→ Article:
-- Begin --

[RFC PATCH v4 10/27] nvme-tcp-offload: Add device scan implementation
Shai Malin
malin1024 at gmail.com
Wed May 5 18:52:16 BST 2021
On 5/1/21 3:25 PM, Hannes Reinecke wrote:
> On 4/29/21 9:09 PM, Shai Malin wrote:
> > From: Dean Balandin <dbalandin at marvell.com>
> >
> > As part of create_ctrl(), it scans the registered devices and calls
> > the claim_dev op on each of them, to find the first devices that matches
> > the connection params. Once the correct devices is found (claim_dev
> > returns true), we raise the refcnt of that device and return that device
> > as the device to be used for ctrl currently being created.
> >
> > Acked-by: Igor Russkikh <irusskikh at marvell.com>
> > Signed-off-by: Dean Balandin <dbalandin at marvell.com>
> > Signed-off-by: Prabhakar Kushwaha <pkushwaha at marvell.com>
> > Signed-off-by: Omkar Kulkarni <okulkarni at marvell.com>
> > Signed-off-by: Michal Kalderon <mkalderon at marvell.com>
> > Signed-off-by: Ariel Elior <aelior at marvell.com>
> > Signed-off-by: Shai Malin <smalin at marvell.com>
> > ---
> > drivers/nvme/host/tcp-offload.c | 94 +++++++++++++++++++++++++++++++++
> > 1 file changed, 94 insertions(+)
> >
> > diff --git a/drivers/nvme/host/tcp-offload.c b/drivers/nvme/host/tcp-offload.c
> > index 711232eba339..aa7cc239abf2 100644
> > --- a/drivers/nvme/host/tcp-offload.c
> > +++ b/drivers/nvme/host/tcp-offload.c
> > @@ -13,6 +13,11 @@
> > static LIST_HEAD(nvme_tcp_ofld_devices);
> > static DECLARE_RWSEM(nvme_tcp_ofld_devices_rwsem);
> >
> > +static inline struct nvme_tcp_ofld_ctrl *to_tcp_ofld_ctrl(struct nvme_ctrl *nctrl)
> > +{
> > + return container_of(nctrl, struct nvme_tcp_ofld_ctrl, nctrl);
> > +}
> > +
> > /**
> > * nvme_tcp_ofld_register_dev() - NVMeTCP Offload Library registration
> > * function.
> > @@ -98,6 +103,94 @@ void nvme_tcp_ofld_req_done(struct nvme_tcp_ofld_req *req,
> > /* Placeholder - complete request with/without error */
> > }
> >
> > +struct nvme_tcp_ofld_dev *
> > +nvme_tcp_ofld_lookup_dev(struct nvme_tcp_ofld_ctrl *ctrl)

-- End --

→ Entries provided:

-- Begin --

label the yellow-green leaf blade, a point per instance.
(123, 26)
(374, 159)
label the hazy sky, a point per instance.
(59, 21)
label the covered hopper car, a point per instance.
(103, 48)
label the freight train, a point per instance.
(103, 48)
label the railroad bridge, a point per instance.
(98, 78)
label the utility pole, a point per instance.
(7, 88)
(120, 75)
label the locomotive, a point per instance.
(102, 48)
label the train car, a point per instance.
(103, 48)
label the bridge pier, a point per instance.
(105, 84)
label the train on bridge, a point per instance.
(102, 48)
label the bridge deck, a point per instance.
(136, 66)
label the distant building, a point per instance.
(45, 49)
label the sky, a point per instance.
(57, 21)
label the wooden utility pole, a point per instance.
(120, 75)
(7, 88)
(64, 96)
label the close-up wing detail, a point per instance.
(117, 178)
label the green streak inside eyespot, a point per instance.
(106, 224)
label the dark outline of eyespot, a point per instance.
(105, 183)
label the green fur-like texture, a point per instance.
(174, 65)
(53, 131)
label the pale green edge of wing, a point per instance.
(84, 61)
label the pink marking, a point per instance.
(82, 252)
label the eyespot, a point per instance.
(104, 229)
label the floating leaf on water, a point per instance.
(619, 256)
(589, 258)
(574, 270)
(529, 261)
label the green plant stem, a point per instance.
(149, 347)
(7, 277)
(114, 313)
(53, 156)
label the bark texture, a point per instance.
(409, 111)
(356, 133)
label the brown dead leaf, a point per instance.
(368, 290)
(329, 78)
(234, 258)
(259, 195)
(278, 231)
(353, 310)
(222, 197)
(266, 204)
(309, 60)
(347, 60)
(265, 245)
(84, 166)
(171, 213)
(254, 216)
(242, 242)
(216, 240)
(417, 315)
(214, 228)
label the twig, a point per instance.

-- End --

→ Exercise details:
In the patch discussion on the nvme-tcp-offload device scan, transcribe the passage starting at "[RFC PATCH v4" and ending at "currently being created.". Rely only on the patch discussion itself.

→ Task response:
[RFC PATCH v4 10/27] nvme-tcp-offload: Add device scan implementation
Shai Malin
malin1024 at gmail.com
Wed May 5 18:52:16 BST 2021
On 5/1/21 3:25 PM, Hannes Reinecke wrote:
> On 4/29/21 9:09 PM, Shai Malin wrote:
> > From: Dean Balandin <dbalandin at marvell.com>
> >
> > As part of create_ctrl(), it scans the registered devices and calls
> > the claim_dev op on each of them, to find the first devices that matches
> > the connection params. Once the correct devices is found (claim_dev
> > returns true), we raise the refcnt of that device and return that device
> > as the device to be used for ctrl currently being created.